An index fund keeps costs low, which Buffett said is tremendously important when investing, because fees act like a tax on returns.
Buffett said that in his will he recommends that 90 percent of the money for his wife should go into an index fund. Why not Berkshire stock? “That would be fine, too,” he replied, but he doesn’t like “touting” it.
Buffett: Keystone is ‘good idea’ for country
Buffett said if it was up to him he would vote “yes” to approve the controversial Keystone pipeline even though it could take some business away from Berkshire Hathaway’s rail subsidiary, BNSF.
“It’s not that big a competitor. I think probably that the Keystone pipeline is good for the country.” He has “no idea,” however, if President Obama will approve it.
Buffett said the shale oil boom has helped BNSF. He acknowledged, however, that rail cars carrying the oil will need to be made safer and promised they will be.
“The oil from the Bakken, and from the Eagle Ford as well, turned out to be more volatile than people anticipated… We’ve lowered the speeds. It’s going to require another kind of tank car, too.”
BNSF announced previosuly that it will be buying 5,000 new tank cars. “We have found in the last year or so that it’s more dangerous to move certain types of crude certainly than was thought previously.”
In late December a North Dakota town had to be evacuated after a BNSF train carrying Bakken crude derailed and caught fire.
Buffett: Bitcoin ‘isn’t a currency’
In response to a question about bitcoin, Buffett said it “isn’t a currency” and he “wouldn’t be surprised” if it’s not around in 10 or 20 years. Since the price keeps moving around so dramatically, “It’s very speculative, a Buck Rogers kind of thing” like the Dutch tulip mania in 1637.
Buffett on IBM and Heinz
Buffett conceded he knows less about major Berkshire holding IBM than he knows about Wells Fargo, one of his banking favorites. He knows enough, however, to feel comfortable about owning the stock and IBM’s move lower means “nothing” to him. He conceded that IBM’s revenue trends have been below expectations, but likes the company’s stock buybacks. He also endorsed CEO Ginny Rometty. “I feel fine with her, but her record will be judged five years form now. There’s a lot doing on in that business.”
Buffett said he expects Berkshire will keep Heinz, its 2013 acquisition, “forever,” although there could be an initial public offering. He thinks Heinz will be a profitable, worldwide business for a long time.

■ **THE DATA**:
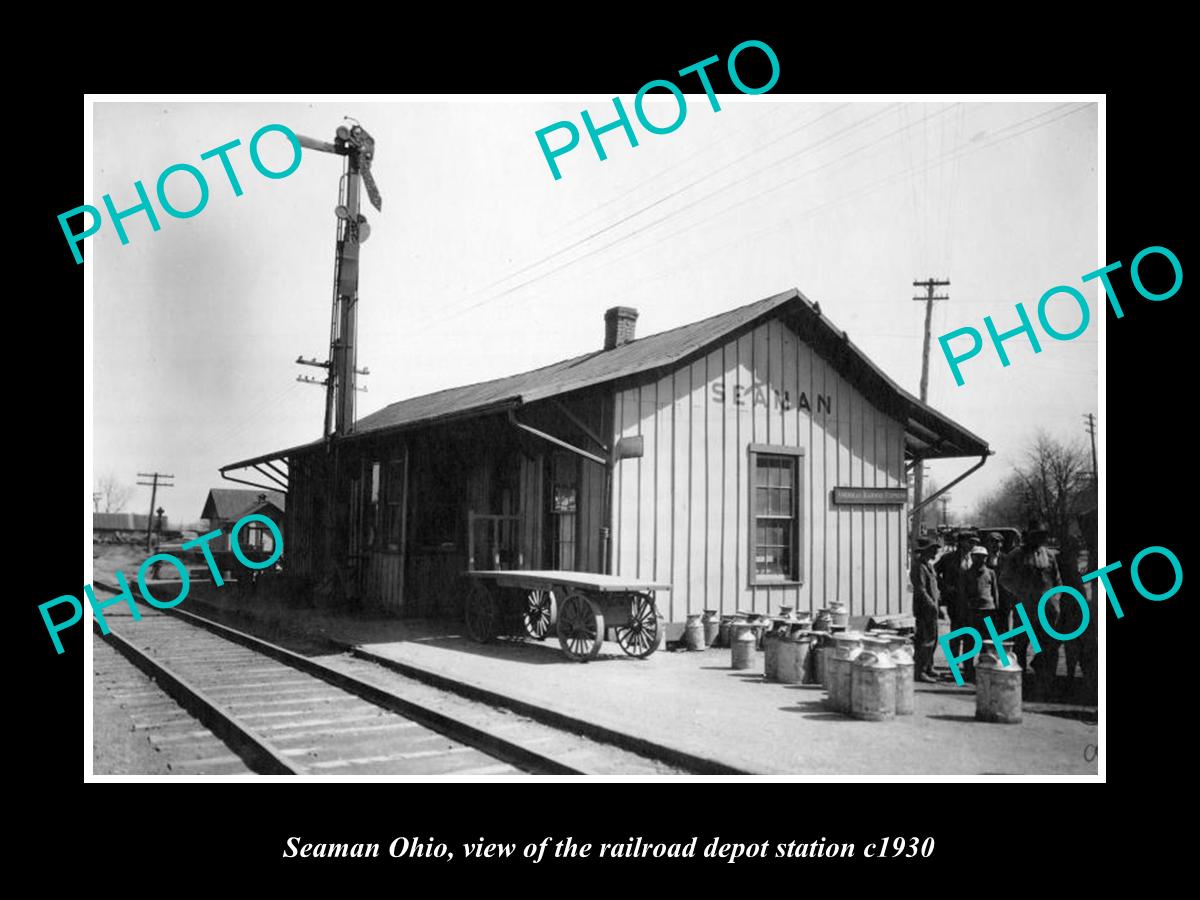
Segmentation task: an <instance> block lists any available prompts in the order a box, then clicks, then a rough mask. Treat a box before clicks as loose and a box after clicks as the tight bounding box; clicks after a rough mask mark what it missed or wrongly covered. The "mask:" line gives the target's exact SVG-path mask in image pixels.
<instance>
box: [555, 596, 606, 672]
mask: <svg viewBox="0 0 1200 900" xmlns="http://www.w3.org/2000/svg"><path fill="white" fill-rule="evenodd" d="M558 642H559V643H560V644H562V646H563V653H565V654H566V655H568V656H570V658H571V659H574V660H576V661H577V662H587V661H588V660H589V659H595V658H596V656H599V655H600V644H601V643H604V613H602V612H601V611H600V606H599V605H596V604H595V602H594V601H592V600H590V599H588V598H587V596H584V595H583V594H581V593H580V592H577V590H574V592H571V593H570V594H568V595H566V599H565V600H564V601H563V605H562V606H560V607H559V610H558Z"/></svg>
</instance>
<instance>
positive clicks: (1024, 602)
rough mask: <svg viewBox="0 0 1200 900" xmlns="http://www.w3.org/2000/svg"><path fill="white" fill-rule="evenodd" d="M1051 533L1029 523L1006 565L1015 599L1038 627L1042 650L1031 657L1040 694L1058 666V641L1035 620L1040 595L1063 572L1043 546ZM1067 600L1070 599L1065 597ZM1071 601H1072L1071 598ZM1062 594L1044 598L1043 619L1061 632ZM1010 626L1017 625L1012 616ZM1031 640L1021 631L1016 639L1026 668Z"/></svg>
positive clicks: (1050, 554) (1036, 523) (1017, 654)
mask: <svg viewBox="0 0 1200 900" xmlns="http://www.w3.org/2000/svg"><path fill="white" fill-rule="evenodd" d="M1049 536H1050V534H1049V532H1048V530H1046V527H1045V524H1044V523H1043V522H1040V521H1034V522H1031V523H1030V527H1028V529H1027V530H1026V532H1025V538H1024V541H1022V544H1021V547H1020V548H1019V550H1018V551H1015V552H1014V553H1013V554H1012V556H1010V557H1009V560H1008V563H1009V565H1007V566H1006V572H1007V583H1008V587H1009V589H1010V590H1012V592H1013V594H1014V595H1015V598H1016V601H1018V602H1019V604H1021V606H1022V607H1025V613H1026V616H1027V617H1028V619H1030V623H1031V624H1032V625H1033V628H1036V629H1038V635H1037V637H1038V643H1039V644H1040V646H1042V652H1040V653H1039V654H1038V655H1037V656H1036V658H1034V660H1033V672H1034V676H1036V680H1037V684H1038V689H1039V694H1040V696H1043V697H1046V696H1049V694H1050V686H1051V685H1052V684H1054V678H1055V674H1056V672H1057V668H1058V643H1060V642H1058V641H1056V640H1054V638H1052V637H1050V636H1049V635H1048V634H1045V630H1044V629H1042V628H1040V625H1039V623H1038V602H1039V601H1040V600H1042V595H1043V594H1044V593H1045V592H1046V590H1049V589H1050V588H1054V587H1058V586H1060V584H1062V575H1061V574H1060V571H1058V558H1057V554H1056V553H1055V552H1054V551H1052V550H1050V547H1048V546H1046V539H1048V538H1049ZM1068 600H1069V598H1068ZM1070 602H1074V601H1070ZM1061 611H1062V595H1061V594H1058V595H1055V596H1052V598H1051V599H1050V600H1048V601H1046V605H1045V618H1046V622H1048V623H1050V626H1051V628H1052V629H1054V630H1055V631H1058V632H1060V634H1062V632H1063V629H1062V626H1061V625H1062V623H1061V622H1060V619H1061V618H1062V613H1061ZM1013 625H1020V622H1019V619H1018V618H1016V617H1015V616H1014V618H1013ZM1028 643H1030V640H1028V637H1026V636H1025V634H1024V632H1022V634H1021V635H1020V636H1018V638H1016V656H1018V660H1019V661H1020V664H1021V668H1025V661H1026V654H1027V649H1028Z"/></svg>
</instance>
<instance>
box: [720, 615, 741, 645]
mask: <svg viewBox="0 0 1200 900" xmlns="http://www.w3.org/2000/svg"><path fill="white" fill-rule="evenodd" d="M734 619H737V616H722V617H721V622H720V625H719V626H718V628H719V630H718V632H716V646H718V647H728V646H730V625H731V624H732V623H733V620H734Z"/></svg>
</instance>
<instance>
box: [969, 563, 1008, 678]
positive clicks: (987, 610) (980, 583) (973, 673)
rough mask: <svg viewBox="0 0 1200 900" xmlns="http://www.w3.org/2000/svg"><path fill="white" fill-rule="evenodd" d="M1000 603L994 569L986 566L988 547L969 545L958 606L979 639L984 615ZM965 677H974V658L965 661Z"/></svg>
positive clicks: (995, 574)
mask: <svg viewBox="0 0 1200 900" xmlns="http://www.w3.org/2000/svg"><path fill="white" fill-rule="evenodd" d="M998 602H1000V582H997V581H996V572H994V571H992V570H991V569H990V568H989V565H988V548H986V547H985V546H983V545H982V544H980V545H976V546H973V547H971V568H970V569H968V570H967V571H966V572H965V574H964V576H962V607H964V610H965V612H966V623H965V624H966V625H967V626H970V628H973V629H974V630H976V631H978V632H979V640H986V636H988V626H986V625H984V624H983V620H984V617H985V616H994V614H995V613H996V605H997V604H998ZM964 674H965V678H966V680H968V682H973V680H974V658H973V656H972V658H971V659H968V660H966V665H965V666H964Z"/></svg>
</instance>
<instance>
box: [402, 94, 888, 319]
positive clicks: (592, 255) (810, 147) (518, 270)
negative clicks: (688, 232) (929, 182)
mask: <svg viewBox="0 0 1200 900" xmlns="http://www.w3.org/2000/svg"><path fill="white" fill-rule="evenodd" d="M890 108H892V107H884V108H883V109H880V110H877V112H875V113H871V114H870V115H868V116H864V118H863V119H860V120H858V121H857V122H853V124H851V125H847V126H846V127H845V128H841V130H840V131H836V132H834V133H833V134H828V136H826V137H823V138H820V139H818V140H816V142H814V143H811V144H808V145H805V146H803V148H800V149H799V150H796V151H794V152H792V154H788V155H787V156H784V157H781V158H779V160H775V161H774V162H770V163H768V164H767V166H763V167H762V168H760V169H756V170H755V172H751V173H750V174H748V175H745V176H743V178H739V179H736V180H733V181H730V182H728V184H725V185H722V186H721V187H718V188H716V190H714V191H710V192H709V193H707V194H702V196H701V197H698V198H696V199H695V200H691V202H690V203H686V204H684V205H683V206H680V208H678V209H676V210H672V211H671V212H668V214H666V215H665V216H661V217H659V218H656V220H654V221H653V222H649V223H648V224H644V226H642V227H640V228H636V229H635V230H632V232H630V233H628V234H625V235H623V236H620V238H618V239H617V240H616V241H611V242H608V244H605V245H604V246H601V247H596V248H593V250H590V251H588V252H587V253H583V254H581V256H578V257H576V258H575V259H570V260H568V262H566V263H564V264H562V265H558V266H554V268H553V269H551V270H550V271H547V272H542V274H541V275H538V276H534V277H533V278H528V280H526V281H523V282H521V283H520V284H516V286H514V287H511V288H508V289H505V290H503V292H500V293H499V294H496V295H493V296H491V298H485V299H484V300H482V301H480V302H476V304H472V305H469V306H466V307H463V308H460V310H456V311H454V312H451V313H449V314H446V311H448V310H454V307H455V306H456V304H457V302H461V301H462V300H466V299H468V298H470V296H474V295H476V294H479V293H481V292H484V290H486V289H487V288H488V287H494V286H496V284H499V283H503V282H505V281H508V280H509V278H511V277H515V276H516V275H517V274H518V272H521V271H528V270H529V269H534V268H536V266H539V265H541V264H544V263H547V262H550V260H551V259H553V258H554V257H558V256H560V254H562V253H564V252H566V251H568V250H572V248H575V247H578V246H580V245H582V244H584V242H587V241H589V240H592V239H594V238H598V236H600V235H601V234H604V233H606V232H608V230H611V229H612V228H613V227H616V226H618V224H623V223H624V222H628V221H629V220H631V218H634V217H636V216H637V215H641V212H644V211H647V210H649V209H652V208H654V206H656V205H659V204H660V203H662V202H665V200H666V199H670V198H671V197H674V196H677V194H678V193H682V192H683V191H685V190H688V188H690V187H694V186H695V185H697V184H700V182H702V181H704V180H707V179H708V178H712V176H713V175H714V174H716V172H720V170H722V169H724V168H727V167H728V164H732V163H728V164H726V166H722V167H720V168H719V169H716V170H714V172H712V173H709V174H707V175H704V176H702V178H701V179H698V180H696V181H694V182H691V184H690V185H688V186H685V187H683V188H679V190H677V191H673V192H672V193H670V194H668V196H667V197H664V198H660V199H659V200H655V202H654V203H652V204H649V205H648V206H644V208H642V209H640V210H636V211H634V212H631V214H629V215H626V216H625V217H624V218H622V220H619V221H618V222H614V223H611V224H608V226H605V227H604V228H601V229H600V230H598V232H594V233H593V234H589V235H588V236H587V238H583V239H581V240H578V241H576V242H575V244H572V245H570V246H569V247H564V248H562V250H559V251H554V252H553V253H550V254H548V256H546V257H544V258H541V259H539V260H538V262H535V263H530V264H529V265H526V266H523V268H522V269H520V270H518V271H517V272H512V274H510V275H508V276H505V277H503V278H499V280H497V281H493V282H492V283H491V284H488V286H485V287H484V288H478V289H475V290H472V292H468V293H467V294H463V295H462V296H461V298H460V299H458V300H457V301H455V302H451V304H449V305H445V306H443V307H440V314H436V316H434V317H433V318H431V319H426V320H425V322H419V323H416V328H424V326H425V325H427V324H430V322H432V320H434V319H440V320H446V319H450V318H455V317H457V316H461V314H463V313H466V312H470V311H472V310H475V308H479V307H480V306H484V305H486V304H490V302H492V301H494V300H499V299H502V298H504V296H508V295H509V294H511V293H515V292H516V290H520V289H521V288H523V287H527V286H529V284H533V283H535V282H538V281H540V280H541V278H544V277H548V276H550V275H553V274H554V272H557V271H560V270H562V269H565V268H566V266H570V265H574V264H575V263H577V262H580V260H582V259H587V258H588V257H590V256H594V254H595V253H599V252H602V251H605V250H607V248H610V247H612V246H616V245H617V244H620V242H623V241H625V240H629V239H630V238H634V236H636V235H638V234H641V233H642V232H644V230H647V229H648V228H653V227H654V226H656V224H660V223H661V222H665V221H666V220H668V218H671V217H672V216H677V215H679V214H680V212H684V211H686V210H689V209H692V208H694V206H697V205H700V204H701V203H703V202H704V200H708V199H710V198H713V197H715V196H716V194H719V193H722V192H725V191H727V190H730V188H732V187H736V186H738V185H742V184H744V182H746V181H750V180H752V179H755V178H757V176H760V175H762V174H764V173H766V172H768V170H770V169H773V168H775V167H776V166H781V164H784V163H786V162H790V161H792V160H794V158H796V157H798V156H803V155H804V154H806V152H809V151H811V150H814V149H816V148H818V146H821V145H822V144H827V143H829V142H832V140H835V139H838V138H839V137H842V136H844V134H847V133H850V132H853V131H857V130H858V128H862V127H865V126H866V125H869V124H870V122H872V121H874V120H876V119H878V118H880V116H881V115H883V114H884V113H887V112H888V109H890ZM833 112H836V109H834V110H830V112H829V113H826V114H824V115H822V116H818V119H821V118H826V116H827V115H832V114H833ZM814 121H817V120H814ZM810 124H811V122H810ZM748 156H749V154H748ZM734 162H738V161H734ZM434 308H437V307H436V306H434Z"/></svg>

■ **TASKS TO CARRY OUT**:
**a.** In the Buffett article, what share of the money for his wife does his will recommend putting into an index fund?
**b.** Pick up the article on Warren Buffett's remarks after its final sentence and carry it forward.

■ **PER-TASK OUTPUTS**:
**a.** 90 percent

**b.**
He didn’t appear to be too concerned that some McDonald’s restaurants stopped serving Heinz ketchup because co-owner 3G also owns Burger King. He expects Berkshire will have similar minor conflicts as it gets bigger in the future.
On the economy, Buffett said the moderate but consistent growth that started in 2009 is continuing. That’s reflected in the performance of Berkshire’s businesses although bad weather is “certainly” a factor.
Buffett wouldn’t split Pepsi
Responding to a viewer’s question, Buffett said he doesn’t think PepsiCo should be split up, as investor Nelson Peltz has been advocating. He thinks the Frito-Lay business is an “extremely good,” better than the soft drink business. “But I think the soft drink business is good, too, and I don’t see any reason to split them up.”
He believes activist investors are generally looking to turn a quick profit. There’s nothing wrong with that, but he thinks it’s better to build shareholder value over the long run by building earning power over time.
Buffett said Coca-Cola, a major Berkshire holding, is “under a lot more pressure than it was 10 or 15 years ago, especially in the United States.” But, he said, Coke’s sales go up every year and it has “wonderful” brands and acceptance around the world. “I drink five a day and I’m feeling good.”
Berkshire ‘too big to fail?’
Buffett said, however, that “it’s very unlikely” Berkshire Hathaway will be designated by the government as a “too big to fail” firm. He said the designation of systemic importance to the financial system is “not based on size, it’s based on whether you’re likely to get in trouble.” Buffett has heard “absolutely nothing” from the government on the matter.
On the debate in Washington over raising the minimum wage, Buffett said it “cuts both ways” and he could “argue either side of that.” He does think it makes sense to increase the earned income tax credit to help the working poor. It’s “the better way” because you can accomplish “way more” without the negative, and hard to quantify, effects of raising the minimum wage.